Article:
──────

Entre hommes et femmes, rien ne va plus. La crise du couple constitue un thème récurrent, qui concerne tant le narrateur que ses amis. Bienveillante malgré tout, Lorenza l'a poussé à faire des « expériences » loin de leur foyer romain, aussi erre-t-il entre l'appartement parisien de Giulio et des chambres d'hôtel à travers le monde lors de conférences où il est invité ou qu'il choisit au hasard en espérant y trouver l'inspiration utile à son écriture romanesque. Irrésolution et infantilisme complètent le portrait psychologique du narrateur. La crise du couple atteint également son ami Giulio en conflit avec sa femme pour la garde de leur enfant, sans oublier le prêtre Karol amoureux incompris d'une très jeune fille. La guerre des sexes s'étend au monde scientifique : outré par ce qu'un poste — apparemment non genré — lui échappe au profit d'une chercheuse, Novelli se lance dans une navrante démonstration statistique déconsidérant les carrières universitaires des femmes, ce qui lui vaut une condamnation morale immédiate — tandis que sa femme s'installe seule à Gênes. Les hésitations du narrateur quant à l'attitude à adopter envers Novelli quand celui-ci s'est attiré les foudres féministes sont assez révélatrices de son trouble, sinon de son inconsistance.

──────

(Enregistrements de données)
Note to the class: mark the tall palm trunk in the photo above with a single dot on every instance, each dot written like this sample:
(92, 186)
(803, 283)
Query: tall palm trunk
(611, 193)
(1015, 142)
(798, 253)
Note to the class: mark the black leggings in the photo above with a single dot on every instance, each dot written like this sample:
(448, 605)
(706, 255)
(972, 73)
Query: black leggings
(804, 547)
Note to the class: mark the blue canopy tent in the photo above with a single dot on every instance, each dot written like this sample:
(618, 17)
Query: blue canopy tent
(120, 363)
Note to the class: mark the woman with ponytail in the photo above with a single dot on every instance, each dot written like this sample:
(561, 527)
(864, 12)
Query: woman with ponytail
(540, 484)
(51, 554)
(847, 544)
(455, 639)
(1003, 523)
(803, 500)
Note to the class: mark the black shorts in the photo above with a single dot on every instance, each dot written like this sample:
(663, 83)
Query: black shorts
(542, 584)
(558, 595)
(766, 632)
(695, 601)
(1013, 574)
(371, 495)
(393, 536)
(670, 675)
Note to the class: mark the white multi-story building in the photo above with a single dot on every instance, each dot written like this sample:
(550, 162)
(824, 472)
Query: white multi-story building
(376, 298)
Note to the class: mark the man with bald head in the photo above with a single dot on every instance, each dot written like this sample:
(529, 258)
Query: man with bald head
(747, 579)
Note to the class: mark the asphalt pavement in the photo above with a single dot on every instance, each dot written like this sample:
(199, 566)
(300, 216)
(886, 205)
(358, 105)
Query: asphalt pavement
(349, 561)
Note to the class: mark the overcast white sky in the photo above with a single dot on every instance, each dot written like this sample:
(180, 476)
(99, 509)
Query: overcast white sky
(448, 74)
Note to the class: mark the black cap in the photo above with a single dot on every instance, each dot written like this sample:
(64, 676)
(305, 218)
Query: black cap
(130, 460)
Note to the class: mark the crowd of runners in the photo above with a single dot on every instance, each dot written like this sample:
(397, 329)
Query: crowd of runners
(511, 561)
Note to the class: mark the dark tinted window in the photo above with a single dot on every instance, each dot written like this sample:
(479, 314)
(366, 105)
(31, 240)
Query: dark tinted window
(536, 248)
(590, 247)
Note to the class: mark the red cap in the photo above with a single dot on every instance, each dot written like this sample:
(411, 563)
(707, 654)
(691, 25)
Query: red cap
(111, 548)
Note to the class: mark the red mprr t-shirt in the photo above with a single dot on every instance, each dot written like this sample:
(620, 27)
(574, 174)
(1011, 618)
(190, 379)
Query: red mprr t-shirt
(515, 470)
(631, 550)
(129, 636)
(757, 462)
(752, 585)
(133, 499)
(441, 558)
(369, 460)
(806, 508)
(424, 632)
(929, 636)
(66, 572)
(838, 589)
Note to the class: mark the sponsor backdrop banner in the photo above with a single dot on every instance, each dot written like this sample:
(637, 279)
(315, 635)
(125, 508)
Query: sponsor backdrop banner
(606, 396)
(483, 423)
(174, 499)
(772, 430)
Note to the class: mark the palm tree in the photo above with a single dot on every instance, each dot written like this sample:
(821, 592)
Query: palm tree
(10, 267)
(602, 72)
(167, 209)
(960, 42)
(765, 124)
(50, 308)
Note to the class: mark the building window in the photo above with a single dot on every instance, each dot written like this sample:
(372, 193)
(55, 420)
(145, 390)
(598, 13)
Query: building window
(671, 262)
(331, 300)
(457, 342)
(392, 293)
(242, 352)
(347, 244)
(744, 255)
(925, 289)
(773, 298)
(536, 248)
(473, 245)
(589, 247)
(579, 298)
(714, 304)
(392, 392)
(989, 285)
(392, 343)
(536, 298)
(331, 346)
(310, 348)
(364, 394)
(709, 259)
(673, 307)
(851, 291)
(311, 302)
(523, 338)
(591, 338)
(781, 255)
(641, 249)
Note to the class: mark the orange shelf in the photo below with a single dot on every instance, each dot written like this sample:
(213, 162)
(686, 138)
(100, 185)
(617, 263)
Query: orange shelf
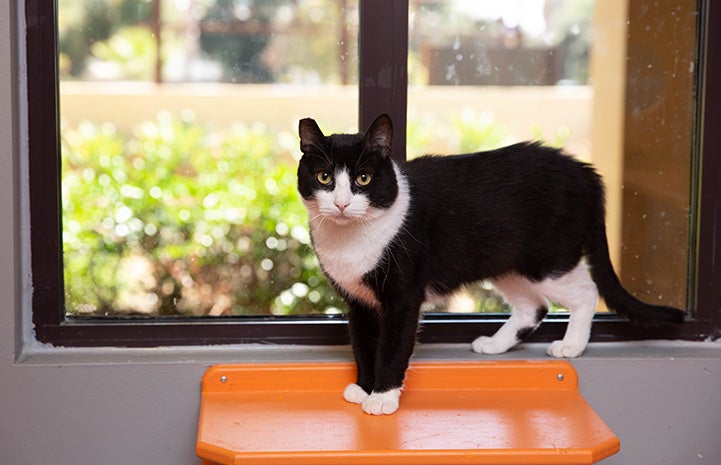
(450, 413)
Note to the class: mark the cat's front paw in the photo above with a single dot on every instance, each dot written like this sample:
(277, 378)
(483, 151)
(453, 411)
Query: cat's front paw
(563, 349)
(354, 394)
(489, 345)
(382, 403)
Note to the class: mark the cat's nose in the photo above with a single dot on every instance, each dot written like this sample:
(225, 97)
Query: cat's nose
(341, 206)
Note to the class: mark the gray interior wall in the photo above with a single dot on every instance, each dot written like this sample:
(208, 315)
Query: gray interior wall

──────

Consignes:
(1) D'après l'article sur la crise du couple, dans quelle ville la femme de Novelli s'installe-t-elle seule ?
(2) Poursuivez l'article sur la crise du couple à partir de sa dernière phrase.

Réponses attendues:
(1) À Gênes.

(2)
 

Le monde entier est en crise. Le protagoniste du roman voit d'abord son horizon marqué par les attentats terroristes à Paris, puis par le changement climatique dont le déploiement est universel. Giulio lui a présenté un climatologue, Novelli déjà cité, le spécialiste des nuages en général et noctiluques en particulier, qui noircit ses inquiétudes quant à l'avenir de la vie sur terre. Happé par la perspective de la catastrophe, il n'emporte comme lecture de vacances qu'Effondrement de Jared Diamond, ce que sa femme lui reproche. De retour à Paris, lors d'une soirée mondaine où il est évidemment mal à l'aise, il rencontre Curzia, la journaliste qui s'est spécialisée dans les reportages sur les attentats de terroristes islamistes à travers l'Europe, avant d'orienter son travail vers les tensions engendrées par les migrants bloqués à Calais. Au cours d'une autre réception, un homme d'affaires informe P. G. que plusieurs milliardaires se préparent un refuge en Tasmanie au plus loin des menaces économiques, sociales et climatiques. D'où le titre du roman.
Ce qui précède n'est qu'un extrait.